[What is expected]: In the rows below, change "even-odd" to "nonzero" in the lines from the one containing "Target: **lace sleeve**" through the end of the rows, inclusive, and reproduce those lines with nothing else altered. Leave the pictures out of your answer.

=== Input material ===

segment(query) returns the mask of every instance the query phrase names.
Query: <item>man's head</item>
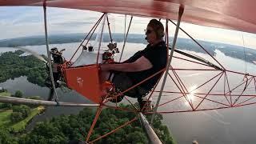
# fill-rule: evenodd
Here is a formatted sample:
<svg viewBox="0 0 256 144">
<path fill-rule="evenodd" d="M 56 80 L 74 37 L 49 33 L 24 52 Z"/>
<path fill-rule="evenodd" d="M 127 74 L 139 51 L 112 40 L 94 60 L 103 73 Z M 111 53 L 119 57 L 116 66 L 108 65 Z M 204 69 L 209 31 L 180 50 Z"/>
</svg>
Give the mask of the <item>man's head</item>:
<svg viewBox="0 0 256 144">
<path fill-rule="evenodd" d="M 151 19 L 147 25 L 146 35 L 147 42 L 150 44 L 162 39 L 165 35 L 162 22 L 156 19 Z"/>
</svg>

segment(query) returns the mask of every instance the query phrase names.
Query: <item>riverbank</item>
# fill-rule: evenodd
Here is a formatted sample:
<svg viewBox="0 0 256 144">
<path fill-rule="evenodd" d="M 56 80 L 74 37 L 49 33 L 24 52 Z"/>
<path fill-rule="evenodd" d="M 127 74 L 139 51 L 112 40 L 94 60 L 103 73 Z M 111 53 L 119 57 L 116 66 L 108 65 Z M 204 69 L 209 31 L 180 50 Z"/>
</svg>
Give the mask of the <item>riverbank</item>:
<svg viewBox="0 0 256 144">
<path fill-rule="evenodd" d="M 8 92 L 0 93 L 0 96 L 10 96 L 11 94 Z M 42 114 L 45 110 L 45 106 L 39 106 L 38 107 L 31 109 L 31 113 L 25 119 L 18 122 L 13 123 L 10 120 L 10 115 L 13 113 L 11 109 L 1 109 L 0 110 L 0 127 L 6 127 L 11 129 L 14 133 L 23 131 L 29 122 L 33 118 L 39 114 Z"/>
</svg>

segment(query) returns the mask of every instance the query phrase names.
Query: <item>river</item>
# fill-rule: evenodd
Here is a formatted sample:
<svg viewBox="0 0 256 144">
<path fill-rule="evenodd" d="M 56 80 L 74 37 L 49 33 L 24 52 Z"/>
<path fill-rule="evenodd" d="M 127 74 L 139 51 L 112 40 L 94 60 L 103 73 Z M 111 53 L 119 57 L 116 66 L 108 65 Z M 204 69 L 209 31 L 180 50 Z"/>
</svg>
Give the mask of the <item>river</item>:
<svg viewBox="0 0 256 144">
<path fill-rule="evenodd" d="M 106 43 L 104 44 L 106 46 Z M 103 45 L 103 46 L 104 46 Z M 60 49 L 65 48 L 64 56 L 69 59 L 72 56 L 78 43 L 68 44 L 56 44 L 50 45 L 50 47 L 57 46 Z M 118 47 L 122 47 L 122 44 L 118 44 Z M 129 58 L 133 53 L 139 50 L 142 50 L 146 46 L 144 44 L 126 43 L 124 51 L 124 58 Z M 26 46 L 28 49 L 37 51 L 39 54 L 46 54 L 45 46 Z M 10 48 L 0 48 L 0 52 L 14 50 Z M 186 50 L 185 50 L 186 51 Z M 211 60 L 208 55 L 200 53 L 195 54 L 202 58 L 204 58 L 210 62 Z M 242 60 L 225 56 L 222 52 L 216 50 L 216 56 L 218 59 L 225 67 L 230 70 L 236 70 L 239 72 L 249 72 L 251 74 L 255 74 L 256 65 L 245 62 Z M 79 54 L 80 52 L 78 52 Z M 118 59 L 118 54 L 117 59 Z M 178 54 L 175 54 L 178 56 Z M 75 58 L 77 58 L 76 55 Z M 214 62 L 216 63 L 216 62 Z M 172 66 L 175 68 L 202 68 L 201 66 L 196 64 L 182 62 L 181 60 L 174 58 Z M 214 72 L 178 72 L 182 79 L 186 82 L 188 87 L 193 87 L 198 85 L 201 82 L 205 82 L 206 79 L 217 73 Z M 230 85 L 232 83 L 237 84 L 242 81 L 243 76 L 232 75 L 230 76 Z M 13 80 L 7 80 L 5 82 L 0 83 L 0 86 L 6 88 L 9 91 L 14 93 L 15 90 L 20 90 L 26 96 L 39 95 L 42 98 L 46 98 L 49 90 L 46 87 L 40 87 L 37 85 L 31 84 L 26 80 L 26 77 L 20 77 Z M 166 86 L 170 90 L 175 89 L 175 86 L 170 81 L 167 81 Z M 202 90 L 206 90 L 210 86 L 206 86 Z M 159 86 L 157 88 L 159 90 Z M 216 86 L 214 91 L 222 90 L 223 86 Z M 58 90 L 58 94 L 60 100 L 63 102 L 87 102 L 84 97 L 71 91 L 64 93 L 61 90 Z M 157 95 L 155 94 L 154 95 Z M 154 97 L 154 101 L 156 101 L 157 97 Z M 161 102 L 166 101 L 167 98 L 163 97 Z M 182 109 L 186 107 L 183 102 L 177 104 L 170 104 L 166 106 L 160 107 L 159 110 L 167 110 L 171 108 Z M 37 116 L 33 119 L 29 125 L 28 129 L 31 129 L 35 122 L 50 119 L 52 117 L 59 114 L 78 114 L 81 110 L 81 107 L 49 107 L 46 114 L 41 116 Z M 171 130 L 172 134 L 178 142 L 178 143 L 192 143 L 193 140 L 197 140 L 200 144 L 226 144 L 226 143 L 254 143 L 256 142 L 256 107 L 254 105 L 242 106 L 234 109 L 226 109 L 218 110 L 209 110 L 202 112 L 191 113 L 175 113 L 164 114 L 163 122 L 166 124 Z"/>
</svg>

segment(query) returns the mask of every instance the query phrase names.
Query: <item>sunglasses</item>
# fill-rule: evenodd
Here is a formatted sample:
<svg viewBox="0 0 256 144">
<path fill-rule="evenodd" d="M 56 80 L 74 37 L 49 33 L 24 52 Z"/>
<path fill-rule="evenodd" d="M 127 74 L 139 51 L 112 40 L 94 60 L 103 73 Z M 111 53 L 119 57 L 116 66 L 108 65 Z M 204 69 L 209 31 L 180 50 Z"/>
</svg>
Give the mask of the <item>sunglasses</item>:
<svg viewBox="0 0 256 144">
<path fill-rule="evenodd" d="M 150 34 L 153 30 L 144 30 L 146 34 Z"/>
</svg>

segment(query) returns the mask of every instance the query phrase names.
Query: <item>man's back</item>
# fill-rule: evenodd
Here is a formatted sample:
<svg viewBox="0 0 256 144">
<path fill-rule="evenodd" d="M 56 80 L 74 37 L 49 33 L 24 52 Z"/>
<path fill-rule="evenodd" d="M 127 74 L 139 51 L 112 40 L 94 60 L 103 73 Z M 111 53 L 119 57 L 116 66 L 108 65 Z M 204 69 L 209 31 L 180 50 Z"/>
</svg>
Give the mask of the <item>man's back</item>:
<svg viewBox="0 0 256 144">
<path fill-rule="evenodd" d="M 138 72 L 127 72 L 127 76 L 130 78 L 133 84 L 135 85 L 164 69 L 167 62 L 167 51 L 165 42 L 160 42 L 153 46 L 148 45 L 146 49 L 137 52 L 133 57 L 126 61 L 126 62 L 134 62 L 139 58 L 144 56 L 153 66 L 149 70 Z M 140 86 L 146 90 L 150 90 L 160 78 L 161 74 L 162 73 L 155 75 L 143 82 Z"/>
</svg>

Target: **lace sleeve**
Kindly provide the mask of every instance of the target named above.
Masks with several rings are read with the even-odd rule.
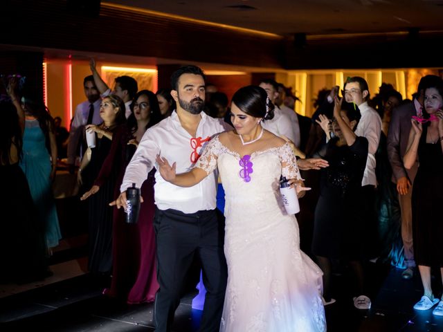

===

[Answer to this problem]:
Target: **lace sleeve**
Kindly provide the mask of every instance of the target named above.
Masks with several rings are read with the nonzero rule.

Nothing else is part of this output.